§ **AUSGEWÄHLTER AUSZUG**:
-*-*-

Dieser Artikel ist nach dem Schock vom 11. September geschrieben, aus dem Versuch zu
verstehen, was sich in Menschen abspielt, die so etwas planen und ausführen können und um
den alles überwältigenden Gefühlen von Schmerz, Ohnmacht und Wehrlosigkeit vielleicht
etwas entgegensetzten zu können, die durch ein solches Ereignis hervorgerufen werden,
wobei langsam für mich die noch keimhaft schlafende Kraft fühlbar wurde, die
der sinnlosen Gewalt gegenübersteht – die Kraft der Liebe.
Das Ringen um die menschliche Mitte
Über Liebe und sinnlose Gewalt
„Alles Äußere soll entzünden Selbsterkenntnis;
das Innere soll lehren Welterkenntnis.“
Rudolf Steiner
Gefühle sind in unserer wissenschaftlich-technologischen und das heißt durch den
pragmatischen Intellekt beherrschten Welt eigentlich kein Thema. Die meisten modern
denkenden Menschen betrachten Gefühle als Privatangelegenheit, als das subjektive Element
in seiner meist ausgesprochenen Form. Vom Gesichtspunkt einer männlichen no-nonsense
Welt aus sind sie ein nachsichtig geduldeter, manchmal zwar bereichernder und exotischer, für
die Sache aber letztlich nicht relevanter Beitrag, der zu vertraulichem Geplauder von Frauen
beim Teekränzchen gehört.
Wenn aber, so wie das seit dem 11. September immer stärker der Fall ist, bestimmte Gefühle
wie Flutwellen um die Erde gehen und ganze Völker und Kulturen in den Griff kriegen,
scheinen sie dieser verniedlichenden Geringschätzung Hohn zu sprechen und klopfen
machtvoll an die Tore des Bewusstseins. Was wollen sie sagen? Was bewirken Gefühle wie
Zweifel, Angst, Hass und Aggressionen in der Seele des Einzelnen und in der menschlichen
Gemeinschaft?

-*-*-

§ **BEREITGESTELLTE DATEN**:

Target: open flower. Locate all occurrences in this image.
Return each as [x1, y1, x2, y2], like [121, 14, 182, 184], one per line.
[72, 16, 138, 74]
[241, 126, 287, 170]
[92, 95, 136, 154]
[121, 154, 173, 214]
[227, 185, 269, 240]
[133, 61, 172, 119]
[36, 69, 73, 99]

-*-*-

§ **AUFGABEN**:
a) Kopiere aus dem Auszug über Liebe und sinnlose Gewalt wortgetreu alles von „Wenn aber, so“ bis hinunter zu „Gemeinschaft?“.
b) Prüfe anhand des Auszugs, ob die folgenden Aussagen zutreffen, und belege jede Antwort mit einem wörtlichen Zitat: (i) Der Artikel wurde nach dem 11. September geschrieben. (ii) Die meisten modern denkenden Menschen betrachten Gefühle als öffentliche Angelegenheit. (iii) In der wissenschaftlich-technologischen Welt sind Gefühle ein zentrales Thema.
c) Welche Kraft steht laut dem Auszug der sinnlosen Gewalt gegenüber?

§ **LÖSUNGEN DER AUFGABEN**:
a)
Wenn aber, so wie das seit dem 11. September immer stärker der Fall ist, bestimmte Gefühle
wie Flutwellen um die Erde gehen und ganze Völker und Kulturen in den Griff kriegen,
scheinen sie dieser verniedlichenden Geringschätzung Hohn zu sprechen und klopfen
machtvoll an die Tore des Bewusstseins. Was wollen sie sagen? Was bewirken Gefühle wie
Zweifel, Angst, Hass und Aggressionen in der Seele des Einzelnen und in der menschlichen
Gemeinschaft?

b)
(i) Ja: „Dieser Artikel ist nach dem Schock vom 11. September geschrieben“
(ii) Nein: „Die meisten modern denkenden Menschen betrachten Gefühle als Privatangelegenheit“
(iii) Nein: „Gefühle sind in unserer wissenschaftlich-technologischen und das heißt durch den pragmatischen Intellekt beherrschten Welt eigentlich kein Thema.“

c) Die Kraft der Liebe.